■ **Exercise goal**
Give the entries back exactly, dropping each image.

■ **Available data**
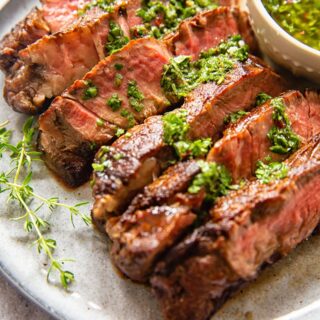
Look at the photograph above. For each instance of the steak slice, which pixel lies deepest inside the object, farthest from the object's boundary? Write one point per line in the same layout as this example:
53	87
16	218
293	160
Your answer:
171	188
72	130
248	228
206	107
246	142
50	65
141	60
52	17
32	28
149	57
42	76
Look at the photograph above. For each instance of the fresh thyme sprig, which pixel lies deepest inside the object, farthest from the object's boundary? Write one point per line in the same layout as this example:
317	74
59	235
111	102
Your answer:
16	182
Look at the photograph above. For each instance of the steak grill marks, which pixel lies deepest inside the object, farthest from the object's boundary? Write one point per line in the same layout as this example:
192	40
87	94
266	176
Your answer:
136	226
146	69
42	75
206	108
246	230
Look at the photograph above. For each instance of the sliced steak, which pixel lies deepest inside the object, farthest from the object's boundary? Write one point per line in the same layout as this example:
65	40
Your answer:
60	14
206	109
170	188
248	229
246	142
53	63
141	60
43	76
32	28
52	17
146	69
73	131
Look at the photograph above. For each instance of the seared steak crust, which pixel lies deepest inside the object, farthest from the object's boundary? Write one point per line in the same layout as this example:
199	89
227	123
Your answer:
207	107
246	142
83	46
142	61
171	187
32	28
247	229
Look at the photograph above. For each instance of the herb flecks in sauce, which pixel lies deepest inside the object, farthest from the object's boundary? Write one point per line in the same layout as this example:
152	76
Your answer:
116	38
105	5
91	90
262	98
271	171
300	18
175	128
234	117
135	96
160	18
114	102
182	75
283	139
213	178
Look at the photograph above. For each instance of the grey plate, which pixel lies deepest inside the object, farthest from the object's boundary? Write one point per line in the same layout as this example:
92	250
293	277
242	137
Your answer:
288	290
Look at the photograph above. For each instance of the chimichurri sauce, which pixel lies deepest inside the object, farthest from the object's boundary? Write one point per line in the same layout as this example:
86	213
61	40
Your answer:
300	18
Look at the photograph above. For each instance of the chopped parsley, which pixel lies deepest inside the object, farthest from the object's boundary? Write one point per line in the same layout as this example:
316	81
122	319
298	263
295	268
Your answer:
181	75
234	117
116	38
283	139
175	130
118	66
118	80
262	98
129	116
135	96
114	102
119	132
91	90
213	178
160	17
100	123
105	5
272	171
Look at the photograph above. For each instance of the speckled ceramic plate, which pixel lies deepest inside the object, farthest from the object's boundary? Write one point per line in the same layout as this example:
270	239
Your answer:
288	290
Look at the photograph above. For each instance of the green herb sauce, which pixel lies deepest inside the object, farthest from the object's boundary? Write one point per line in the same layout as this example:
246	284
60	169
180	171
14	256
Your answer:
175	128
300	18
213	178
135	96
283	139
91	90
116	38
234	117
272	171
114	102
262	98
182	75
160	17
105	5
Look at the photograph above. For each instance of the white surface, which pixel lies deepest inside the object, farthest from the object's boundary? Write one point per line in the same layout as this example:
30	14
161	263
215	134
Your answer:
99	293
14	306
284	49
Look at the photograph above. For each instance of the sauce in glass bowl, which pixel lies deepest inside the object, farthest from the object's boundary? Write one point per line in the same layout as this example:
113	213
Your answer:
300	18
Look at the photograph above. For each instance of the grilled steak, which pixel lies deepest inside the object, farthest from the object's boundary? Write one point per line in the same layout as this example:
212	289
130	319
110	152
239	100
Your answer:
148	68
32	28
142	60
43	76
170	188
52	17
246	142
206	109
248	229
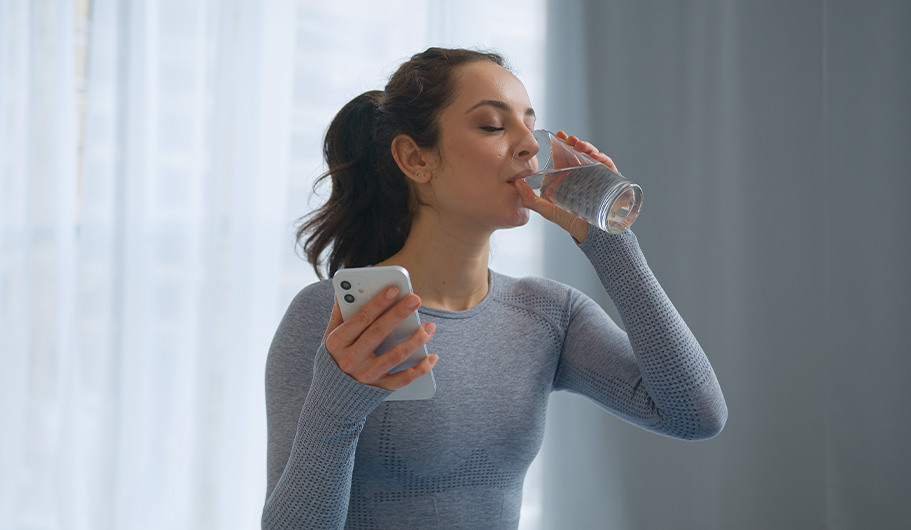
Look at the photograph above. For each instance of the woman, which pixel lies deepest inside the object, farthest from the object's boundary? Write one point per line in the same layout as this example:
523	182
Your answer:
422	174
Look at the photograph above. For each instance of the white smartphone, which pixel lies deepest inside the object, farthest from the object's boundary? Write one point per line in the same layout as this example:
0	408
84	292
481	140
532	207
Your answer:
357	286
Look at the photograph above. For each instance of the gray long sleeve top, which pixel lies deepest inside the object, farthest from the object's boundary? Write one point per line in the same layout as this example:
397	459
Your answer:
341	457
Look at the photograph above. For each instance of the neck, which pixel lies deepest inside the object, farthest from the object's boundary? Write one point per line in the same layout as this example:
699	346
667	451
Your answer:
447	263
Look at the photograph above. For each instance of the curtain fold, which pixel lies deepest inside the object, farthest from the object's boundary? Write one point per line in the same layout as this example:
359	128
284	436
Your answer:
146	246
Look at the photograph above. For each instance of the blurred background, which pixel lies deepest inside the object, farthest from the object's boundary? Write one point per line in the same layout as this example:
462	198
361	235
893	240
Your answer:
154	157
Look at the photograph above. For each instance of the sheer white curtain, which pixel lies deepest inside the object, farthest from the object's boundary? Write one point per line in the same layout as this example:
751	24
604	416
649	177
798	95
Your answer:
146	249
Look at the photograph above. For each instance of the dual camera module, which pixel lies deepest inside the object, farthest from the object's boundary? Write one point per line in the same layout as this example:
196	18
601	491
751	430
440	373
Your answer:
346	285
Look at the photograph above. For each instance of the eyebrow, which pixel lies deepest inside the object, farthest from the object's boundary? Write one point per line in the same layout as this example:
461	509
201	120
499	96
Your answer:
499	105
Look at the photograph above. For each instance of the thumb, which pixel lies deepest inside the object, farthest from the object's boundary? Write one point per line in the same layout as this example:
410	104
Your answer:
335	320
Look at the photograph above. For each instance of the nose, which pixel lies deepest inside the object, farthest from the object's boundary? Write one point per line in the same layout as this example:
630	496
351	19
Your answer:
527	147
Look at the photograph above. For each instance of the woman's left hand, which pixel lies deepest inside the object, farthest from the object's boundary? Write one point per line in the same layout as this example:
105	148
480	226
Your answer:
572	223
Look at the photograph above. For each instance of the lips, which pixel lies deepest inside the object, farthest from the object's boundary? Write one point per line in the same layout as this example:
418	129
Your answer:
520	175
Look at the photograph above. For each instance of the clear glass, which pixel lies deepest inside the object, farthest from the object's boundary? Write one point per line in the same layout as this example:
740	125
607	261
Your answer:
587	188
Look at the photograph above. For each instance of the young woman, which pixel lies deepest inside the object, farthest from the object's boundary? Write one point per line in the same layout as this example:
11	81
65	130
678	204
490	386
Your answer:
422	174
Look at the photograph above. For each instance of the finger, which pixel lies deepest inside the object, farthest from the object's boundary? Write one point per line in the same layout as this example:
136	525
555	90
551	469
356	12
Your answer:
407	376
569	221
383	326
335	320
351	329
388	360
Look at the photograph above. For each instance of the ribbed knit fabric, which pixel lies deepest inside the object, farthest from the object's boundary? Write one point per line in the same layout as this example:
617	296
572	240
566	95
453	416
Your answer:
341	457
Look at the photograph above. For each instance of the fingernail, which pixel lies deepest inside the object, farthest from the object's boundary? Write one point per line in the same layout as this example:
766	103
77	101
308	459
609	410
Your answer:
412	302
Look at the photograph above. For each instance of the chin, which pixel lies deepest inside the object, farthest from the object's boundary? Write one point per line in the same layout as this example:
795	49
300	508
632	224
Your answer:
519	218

■ **Response box**
Look at the photograph above. For each instance of the steak slice, which pixel lies deepest inside the object, farthest from the object's boundary? Write one point per line in the same layout as this example:
53	87
16	218
293	160
Your answer:
171	188
72	130
248	228
206	107
246	142
50	65
141	60
52	17
32	28
149	57
42	76
Look at the photograph above. For each instance of the fresh thyme sprig, which pixel lies deepest inside the object, farthest from the object's boundary? Write one point per line in the same layout as this example:
317	74
59	235
111	102
Your answer:
16	182
Look at the photograph above. For each instance of the steak grill marks, which pixel lies deepest inside the object, farthest from the object's boundary? Write one point per line in the same layout as this example:
192	40
87	94
266	176
Your answer:
136	226
146	69
42	75
206	108
246	230
Look at the photograph above. For each instance of the sliced steak, which pixel lies deepest inside the object, farthest from the object's boundary? Write one point per line in the same layout as this example:
65	40
Your answer:
60	14
206	109
170	188
248	229
246	142
53	63
141	60
43	76
32	28
52	17
146	69
73	131
Look at the photograph above. For each instance of the seared steak crust, which pixel lies deepest inside the object, farthest from the object's boundary? Write one point per line in the same layout as this example:
199	89
227	123
Your answer:
207	107
246	142
83	46
142	61
171	187
32	28
247	229
Look at the photograph above. For each instance of the herb flecks in sauce, which pixel lies deepest inside the object, farthest from the object's boundary? Write one point per line in the same layout as this example:
152	76
Your answer:
116	38
105	5
91	90
262	98
271	171
300	18
175	128
234	117
135	96
160	18
114	102
182	75
283	139
213	178
Look at the photograph above. For each instance of the grey plate, which pixel lies deepest inside the object, farthest from the object's boundary? Write one point per line in the same layout as this example:
92	250
293	277
242	137
Your answer:
288	290
Look at the photograph above. For each instance of the chimichurri sauce, which pixel lies deepest inside the object, farthest from the object's boundary? Write one point per line in the same layout as this example:
86	213
61	40
Your answer:
300	18
Look at the photograph above. For each instance of the chopped parsley, which pixel lies deepest inside the object, farthest from the object's boundary? Write one point per line in the same layout as this example:
316	81
122	319
298	263
295	268
Your answer:
181	75
234	117
116	38
283	139
175	130
118	66
118	80
262	98
129	116
135	96
114	102
119	132
91	90
213	178
160	17
100	123
105	5
272	171
Look at the photograph above. For each instance of the speckled ceramic plate, which pixel lies deepest inside the object, farthest from the object's boundary? Write one point per line in the same layout as this example:
270	239
Your answer:
288	290
Look at the photograph above. For each instance of the green herb sauce, which pixel lies deepest inside the object, farthest from the object's boundary? Write one point per line in the same layout as this example:
246	284
60	169
180	171
14	256
Your answer:
175	128
300	18
213	178
135	96
283	139
91	90
116	38
234	117
272	171
114	102
262	98
182	75
160	17
105	5
Look at the photograph above. For each instance of the white surface, which pixel lies deepest inside the object, farthest from the object's boundary? Write one point per line in the same layout as this example:
30	14
161	263
215	134
Your answer:
99	293
14	306
284	49
Look at the photograph above. For each instance of the sauce in glass bowl, which pixel lies deepest inside the object, farthest from the object's boundary? Write one point per line in the same layout as this example:
113	213
Your answer:
300	18
Look at the photograph above. For each instance of the grilled steak, which pixel lies deepest inside the object, farthest from the object's boundary? Write one point per line in the same layout as this example:
212	289
130	319
110	152
239	100
Your answer:
148	68
32	28
142	60
43	76
170	188
52	17
246	142
206	109
248	229
Look at the photograph above. For each instance of the woman, which pixel lies deepest inside the object, farthest from the object's boundary? Write one point per line in the same layout as this example:
523	182
Your answer:
422	174
Look at the photograph above. For each instance of the white smartphone, which pixel lies deepest inside the object, farthest from the object's boundary? Write one point per line in the same layout as this example:
0	408
84	292
481	140
532	207
Your answer:
357	286
Look at the photograph above. For each instance of the gray long sleeve top, which pixel lies deepest inside the object, farthest from the object's boundary? Write one point per line in the same layout as this example:
397	459
Your answer:
341	457
Look at the photograph above. For each instance of the neck, which pixel lies deepest inside the object, farthest from the object's boundary? Write one point per line in the same layout as this example:
699	346
667	451
Your answer:
447	263
Look at the photograph above. For each instance of the curtain fold, which pixel lies deepest inside the object, farthest from the object's boundary? Write one point per line in the same layout as this example:
359	128
284	436
Your answer:
146	246
Look at the photograph above. For each instance of the blurred background, which pixel lies deepest inside the object, farthest from the object's boundary? Write one point per line in the same layout as this example:
462	198
361	235
893	240
Your answer:
154	157
Look at the photograph above. For each instance of the sheer white curtain, which pixel lies deepest inside the object, farthest from the object's boundary? Write one point per line in the same layout as this example:
751	24
604	416
649	177
798	95
Your answer:
146	249
Look at the photograph above. For each instance of the dual camera module, which pixel lies deepest inside the object, farthest from the object's boundary? Write one point per line in the same layout as this example:
196	18
601	491
751	430
440	373
Your answer:
346	285
Look at the photograph above. For each instance of the eyebrow, which pixel lies deepest inside the object, farthest from the object's boundary? Write one point per line in the same layout as this example:
461	509
201	120
499	96
Your answer:
499	105
Look at the photograph above. For each instance of the thumb, which pixel lies deepest inside the object, farthest from the object's boundary? Write one point per line in the same layout as this example:
410	104
Your answer:
335	320
Look at the photograph above. For each instance of the nose, which pixel lies deepest inside the object, farthest from the object's boundary? Write one point per line in the same layout as this example:
630	496
351	19
Your answer:
527	147
Look at the photograph above. For each instance of the woman's left hand, which pixel lies deepest inside the object, farthest from the object's boundary? Write one point per line in the same layout as this example:
105	148
480	226
Your answer:
572	223
Look at the photograph above. For each instance of the lips, which pixel lies deepest inside the object, farthest from the object's boundary? Write one point per line in the same layout as this example:
418	129
Your answer:
520	175
Look at the photograph above. For each instance of the clear glass, which pixel lies deepest inside the object, farthest from the object's boundary? Write one point per line in the same layout as this example:
740	125
607	261
Your answer:
587	188
Look at the photograph above. For each instance of the young woman, which pixel lies deepest inside the object, farthest from the object's boundary? Write one point per line in the same layout as this example:
11	81
65	130
678	204
490	386
Your answer:
422	174
Look at the photograph above. For each instance of the finger, which pixel lies deepest inside the object, farthest from the object's boundary? Write one point per line in the same layout as this example:
136	525
555	90
551	469
356	12
Your answer:
407	376
569	221
383	326
335	320
351	329
388	360
Look at the photograph above. For each instance of the ribbed knit fabric, which pixel lies deepest inside the object, farthest from the object's boundary? Write one point per line in the same layout as this example:
617	296
572	240
566	95
453	416
Your answer:
341	457
Look at the photograph above. For each instance of the fingernail, which pixel lies deepest inside the object, farthest from the object's boundary? Write one point per line in the same layout as this example:
766	103
77	101
308	459
609	410
Your answer:
412	302
Look at the photograph above. For each instance of the chin, which pixel lies deepest inside the object, farthest from the object's boundary? Write one point per line in the same layout as this example:
795	49
300	508
632	224
Your answer:
519	218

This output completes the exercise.